• **GIVEN PROBLEM**:
Beginning with the line containing "Where can the black head" and ending with the last line of the records, set down every line exactly.

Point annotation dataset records
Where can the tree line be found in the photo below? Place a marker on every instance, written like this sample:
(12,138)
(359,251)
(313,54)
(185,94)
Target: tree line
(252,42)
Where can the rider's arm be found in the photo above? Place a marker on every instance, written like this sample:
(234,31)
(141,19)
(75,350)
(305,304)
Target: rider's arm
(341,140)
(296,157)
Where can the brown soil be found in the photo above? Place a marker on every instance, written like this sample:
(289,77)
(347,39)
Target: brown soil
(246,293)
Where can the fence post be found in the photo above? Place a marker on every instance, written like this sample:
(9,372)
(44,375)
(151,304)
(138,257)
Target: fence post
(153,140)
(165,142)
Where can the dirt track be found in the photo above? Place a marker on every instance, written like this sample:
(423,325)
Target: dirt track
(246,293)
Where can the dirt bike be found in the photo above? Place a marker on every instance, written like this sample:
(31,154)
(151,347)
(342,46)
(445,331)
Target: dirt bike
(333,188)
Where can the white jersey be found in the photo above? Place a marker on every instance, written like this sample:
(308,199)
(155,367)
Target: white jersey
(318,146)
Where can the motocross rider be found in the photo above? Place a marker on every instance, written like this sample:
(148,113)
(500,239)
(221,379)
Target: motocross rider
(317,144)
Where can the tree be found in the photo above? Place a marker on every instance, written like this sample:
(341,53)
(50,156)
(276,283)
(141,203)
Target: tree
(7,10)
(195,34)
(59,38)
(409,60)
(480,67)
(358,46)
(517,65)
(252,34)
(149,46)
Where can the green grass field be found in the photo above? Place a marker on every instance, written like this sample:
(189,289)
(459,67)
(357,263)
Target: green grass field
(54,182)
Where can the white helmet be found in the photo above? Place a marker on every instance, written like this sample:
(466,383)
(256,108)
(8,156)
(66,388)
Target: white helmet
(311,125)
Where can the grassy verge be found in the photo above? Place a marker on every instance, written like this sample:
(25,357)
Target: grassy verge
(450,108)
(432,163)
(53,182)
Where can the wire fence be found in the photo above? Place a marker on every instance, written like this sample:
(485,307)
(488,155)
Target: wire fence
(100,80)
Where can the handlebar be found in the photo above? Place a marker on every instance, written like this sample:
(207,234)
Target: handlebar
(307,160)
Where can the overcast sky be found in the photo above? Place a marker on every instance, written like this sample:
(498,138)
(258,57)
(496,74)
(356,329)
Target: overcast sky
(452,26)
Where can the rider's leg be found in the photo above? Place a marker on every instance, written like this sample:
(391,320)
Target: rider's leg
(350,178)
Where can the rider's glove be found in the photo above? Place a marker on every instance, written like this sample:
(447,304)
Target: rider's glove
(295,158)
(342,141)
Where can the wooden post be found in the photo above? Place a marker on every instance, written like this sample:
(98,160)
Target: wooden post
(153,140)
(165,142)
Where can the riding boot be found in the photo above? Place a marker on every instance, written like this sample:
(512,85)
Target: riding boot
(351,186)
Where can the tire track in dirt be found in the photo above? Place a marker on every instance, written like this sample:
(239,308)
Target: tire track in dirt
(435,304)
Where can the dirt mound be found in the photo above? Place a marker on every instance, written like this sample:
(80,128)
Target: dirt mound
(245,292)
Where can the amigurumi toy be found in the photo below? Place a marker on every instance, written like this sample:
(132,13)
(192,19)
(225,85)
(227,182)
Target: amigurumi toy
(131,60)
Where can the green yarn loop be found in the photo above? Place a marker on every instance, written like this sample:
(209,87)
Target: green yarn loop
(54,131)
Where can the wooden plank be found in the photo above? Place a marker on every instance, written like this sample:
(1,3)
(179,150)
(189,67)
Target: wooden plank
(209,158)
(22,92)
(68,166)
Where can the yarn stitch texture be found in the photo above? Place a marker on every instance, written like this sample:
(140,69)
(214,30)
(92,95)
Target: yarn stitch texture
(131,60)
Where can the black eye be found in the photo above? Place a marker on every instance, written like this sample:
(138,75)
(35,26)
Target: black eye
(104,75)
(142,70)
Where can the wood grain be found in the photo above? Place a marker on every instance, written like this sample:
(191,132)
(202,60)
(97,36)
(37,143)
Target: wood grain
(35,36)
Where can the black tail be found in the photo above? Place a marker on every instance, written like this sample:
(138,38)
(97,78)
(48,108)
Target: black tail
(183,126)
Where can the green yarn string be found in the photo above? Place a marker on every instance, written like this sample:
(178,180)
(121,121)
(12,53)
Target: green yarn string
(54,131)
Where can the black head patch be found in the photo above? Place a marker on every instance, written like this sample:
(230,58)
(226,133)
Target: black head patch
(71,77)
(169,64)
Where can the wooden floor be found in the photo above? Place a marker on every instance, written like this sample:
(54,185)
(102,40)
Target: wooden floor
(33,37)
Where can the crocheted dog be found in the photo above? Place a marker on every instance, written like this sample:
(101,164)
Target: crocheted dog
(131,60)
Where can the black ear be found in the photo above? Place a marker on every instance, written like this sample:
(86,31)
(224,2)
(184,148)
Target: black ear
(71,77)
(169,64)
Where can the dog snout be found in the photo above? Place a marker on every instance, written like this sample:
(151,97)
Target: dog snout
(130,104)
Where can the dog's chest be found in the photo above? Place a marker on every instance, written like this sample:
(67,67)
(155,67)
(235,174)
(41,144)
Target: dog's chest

• **THE OUTPUT**:
Where can the black head patch be found in the photo above? Place a marker on every instance, written like this sample:
(230,58)
(226,133)
Target: black head patch
(71,77)
(169,64)
Where can the wooden floor be found in the photo above? Place a marker on every instance, written like this sample:
(54,185)
(102,40)
Target: wooden floor
(33,37)
Where can the crocheted dog be found in the photo above? Place a marker on every instance, written like this sample:
(101,164)
Target: crocheted dog
(131,60)
Where can the black ear be found in the photo above? Place a marker on every instance, written like this sample:
(86,31)
(224,2)
(184,148)
Target: black ear
(71,77)
(169,64)
Where can the dog snout be found in the photo above? Place a marker on every instance, written like this sample:
(151,97)
Target: dog snout
(130,104)
Where can the dog's chest be found in the photo above? Place a marker on every instance, written like this sample:
(67,67)
(155,67)
(235,174)
(41,144)
Target: dog's chest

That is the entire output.